Short exercise: Arrange the lines below as a Markdown table with two columns, Row and Line. Number each line in Row and skip any blank lines.

Data entries
◇ ◇ ◇
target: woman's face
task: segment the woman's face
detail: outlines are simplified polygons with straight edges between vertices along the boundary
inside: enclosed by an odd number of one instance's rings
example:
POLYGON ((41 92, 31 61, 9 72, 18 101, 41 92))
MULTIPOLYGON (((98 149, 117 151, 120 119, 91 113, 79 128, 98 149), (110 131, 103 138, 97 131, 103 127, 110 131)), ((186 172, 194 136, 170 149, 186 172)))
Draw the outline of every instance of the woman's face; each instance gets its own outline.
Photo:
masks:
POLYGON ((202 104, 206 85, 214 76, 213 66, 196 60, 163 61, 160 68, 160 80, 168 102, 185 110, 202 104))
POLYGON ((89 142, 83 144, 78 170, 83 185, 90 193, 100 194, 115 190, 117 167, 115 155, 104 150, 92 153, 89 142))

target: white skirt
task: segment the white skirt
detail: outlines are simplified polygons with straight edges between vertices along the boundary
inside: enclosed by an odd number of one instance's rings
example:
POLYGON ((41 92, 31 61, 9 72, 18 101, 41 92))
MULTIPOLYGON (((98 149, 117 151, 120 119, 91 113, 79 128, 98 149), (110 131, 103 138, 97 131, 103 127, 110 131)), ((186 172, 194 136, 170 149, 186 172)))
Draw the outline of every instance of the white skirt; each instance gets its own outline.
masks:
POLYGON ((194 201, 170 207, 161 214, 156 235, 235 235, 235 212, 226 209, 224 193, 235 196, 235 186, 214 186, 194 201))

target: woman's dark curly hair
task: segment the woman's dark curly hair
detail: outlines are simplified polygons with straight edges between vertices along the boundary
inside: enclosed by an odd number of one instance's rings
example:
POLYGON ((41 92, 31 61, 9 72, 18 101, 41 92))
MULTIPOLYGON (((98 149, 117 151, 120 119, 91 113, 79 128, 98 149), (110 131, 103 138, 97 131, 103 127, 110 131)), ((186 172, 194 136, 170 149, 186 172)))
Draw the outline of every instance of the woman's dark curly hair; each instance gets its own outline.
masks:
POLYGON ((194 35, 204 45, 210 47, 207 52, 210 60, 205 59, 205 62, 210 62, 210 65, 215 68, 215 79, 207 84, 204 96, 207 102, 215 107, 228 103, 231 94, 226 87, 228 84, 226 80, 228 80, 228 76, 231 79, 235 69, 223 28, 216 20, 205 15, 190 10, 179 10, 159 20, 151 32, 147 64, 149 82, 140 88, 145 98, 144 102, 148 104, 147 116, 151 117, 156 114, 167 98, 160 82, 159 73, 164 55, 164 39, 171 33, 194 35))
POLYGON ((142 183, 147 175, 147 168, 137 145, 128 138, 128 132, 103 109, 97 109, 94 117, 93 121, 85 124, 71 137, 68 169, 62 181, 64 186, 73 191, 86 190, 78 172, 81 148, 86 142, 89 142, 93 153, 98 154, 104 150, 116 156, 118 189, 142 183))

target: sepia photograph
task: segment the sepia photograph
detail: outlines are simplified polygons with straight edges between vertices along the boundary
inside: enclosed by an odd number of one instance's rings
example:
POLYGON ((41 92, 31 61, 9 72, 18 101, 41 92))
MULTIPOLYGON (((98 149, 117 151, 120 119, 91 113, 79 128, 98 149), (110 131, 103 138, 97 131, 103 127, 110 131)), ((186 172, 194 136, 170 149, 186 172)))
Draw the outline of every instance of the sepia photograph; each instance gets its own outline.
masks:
◇ ◇ ◇
Correct answer:
| Row | Line |
|---|---|
| 1 | target: woman's face |
| 2 | task: segment the woman's face |
| 3 | detail: outlines are simplified polygons with straight edges between vertices along the boundary |
| 4 | inside: enclosed by an odd number of one instance's rings |
| 5 | example: |
| 6 | POLYGON ((41 92, 31 61, 9 72, 18 101, 41 92)) |
| 7 | MULTIPOLYGON (((98 149, 117 151, 120 119, 91 113, 79 128, 98 149), (110 131, 103 138, 97 131, 103 127, 110 131)), ((186 172, 194 136, 170 149, 186 172))) |
| 8 | Draw the outline of every instance of the woman's face; each instance gets its own outline. |
| 9 | Photo: |
| 10 | masks: |
| 11 | POLYGON ((202 104, 206 85, 214 76, 213 66, 196 60, 163 61, 160 68, 160 80, 168 102, 185 110, 202 104)) |
| 12 | POLYGON ((89 142, 83 144, 78 170, 83 185, 90 193, 100 194, 115 190, 117 167, 115 155, 104 150, 92 153, 89 142)) |
| 13 | target: white skirt |
| 14 | task: segment the white skirt |
| 15 | detail: outlines are simplified polygons with straight edges between vertices along the boundary |
| 16 | inside: enclosed by an odd number of one instance's rings |
| 17 | example: |
| 18 | POLYGON ((41 92, 31 61, 9 72, 18 101, 41 92)) |
| 19 | MULTIPOLYGON (((98 149, 117 151, 120 119, 91 113, 79 128, 98 149), (110 131, 103 138, 97 131, 103 127, 110 131)), ((186 172, 194 136, 170 149, 186 172))) |
| 20 | Draw the outline of every instance of the white skirt; each instance gets its own outline. |
| 21 | masks: |
| 22 | POLYGON ((194 201, 170 207, 161 214, 156 235, 235 235, 235 212, 226 209, 224 193, 235 196, 235 186, 214 186, 194 201)) |
| 23 | target: woman's dark curly hair |
| 24 | task: segment the woman's dark curly hair |
| 25 | detail: outlines are simplified polygons with straight edges between vertices along the boundary |
| 26 | inside: enclosed by an odd number of one instance's rings |
| 27 | example: |
| 28 | POLYGON ((41 92, 31 61, 9 72, 18 101, 41 92)) |
| 29 | MULTIPOLYGON (((98 149, 117 151, 120 119, 91 113, 79 128, 98 149), (110 131, 103 138, 97 131, 103 127, 110 131)), ((186 172, 194 136, 170 149, 186 172))) |
| 30 | Draw the outline of every instance of the woman's dark curly hair; each instance gets its own outline. |
| 31 | masks: |
| 32 | POLYGON ((194 35, 204 45, 210 47, 207 52, 210 60, 205 59, 205 62, 210 62, 210 65, 215 68, 215 79, 207 84, 204 96, 207 102, 215 107, 228 103, 231 94, 226 87, 228 84, 226 80, 228 80, 228 76, 231 79, 235 69, 223 28, 216 20, 205 15, 190 10, 179 10, 159 20, 151 32, 147 64, 149 82, 140 88, 145 98, 144 102, 148 104, 147 116, 151 117, 156 114, 167 98, 160 82, 159 73, 164 55, 164 39, 171 33, 194 35)) |
| 33 | POLYGON ((142 183, 147 175, 147 168, 137 145, 128 138, 128 132, 103 109, 97 109, 94 117, 93 121, 85 124, 71 137, 68 169, 62 181, 64 186, 73 191, 86 190, 78 172, 81 148, 86 142, 89 142, 93 153, 98 154, 104 150, 116 156, 118 189, 142 183)) |
| 34 | target: sepia photograph |
| 35 | task: segment the sepia photograph |
| 36 | detail: outlines are simplified polygons with straight edges between vertices along the boundary |
| 37 | inside: enclosed by an odd number of one instance's rings |
| 38 | example: |
| 39 | POLYGON ((41 92, 31 61, 9 72, 18 101, 41 92)) |
| 40 | MULTIPOLYGON (((98 149, 117 151, 120 119, 91 113, 79 128, 98 149), (110 131, 103 138, 97 131, 103 127, 110 131)), ((186 172, 194 136, 170 149, 186 172))) |
| 41 | Draw the outline of every instance of the sepia photograph; each instance gets its own outline. |
| 42 | masks: |